## Stored data entries
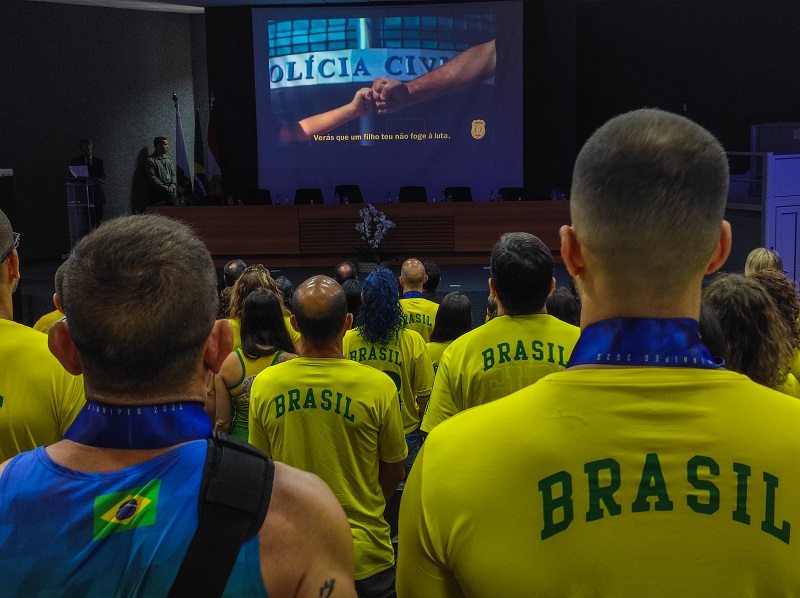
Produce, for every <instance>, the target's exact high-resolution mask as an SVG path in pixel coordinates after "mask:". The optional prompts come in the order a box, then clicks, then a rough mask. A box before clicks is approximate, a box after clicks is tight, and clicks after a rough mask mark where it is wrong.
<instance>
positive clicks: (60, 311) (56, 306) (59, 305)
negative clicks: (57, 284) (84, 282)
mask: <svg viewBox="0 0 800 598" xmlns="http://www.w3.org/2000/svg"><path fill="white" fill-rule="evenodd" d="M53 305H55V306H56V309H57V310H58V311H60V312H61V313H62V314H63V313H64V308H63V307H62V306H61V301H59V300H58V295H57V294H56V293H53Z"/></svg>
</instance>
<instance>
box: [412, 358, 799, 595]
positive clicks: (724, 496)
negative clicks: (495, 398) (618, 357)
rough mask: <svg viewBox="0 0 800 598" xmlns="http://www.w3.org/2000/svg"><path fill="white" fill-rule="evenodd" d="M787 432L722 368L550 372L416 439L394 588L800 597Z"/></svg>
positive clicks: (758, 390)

## WHAT TO DO
All that should be written out is the stretch of lines above between the one holding "positive clicks: (60, 311)" and the one holding "</instance>", inclusive, exactly as given.

## OUTPUT OF THE TASK
positive clicks: (60, 311) (56, 306) (59, 305)
negative clicks: (57, 284) (84, 282)
mask: <svg viewBox="0 0 800 598" xmlns="http://www.w3.org/2000/svg"><path fill="white" fill-rule="evenodd" d="M53 305H55V306H56V309H57V310H58V311H60V312H61V313H62V314H63V313H64V308H63V307H62V306H61V301H59V300H58V295H57V294H56V293H53Z"/></svg>
</instance>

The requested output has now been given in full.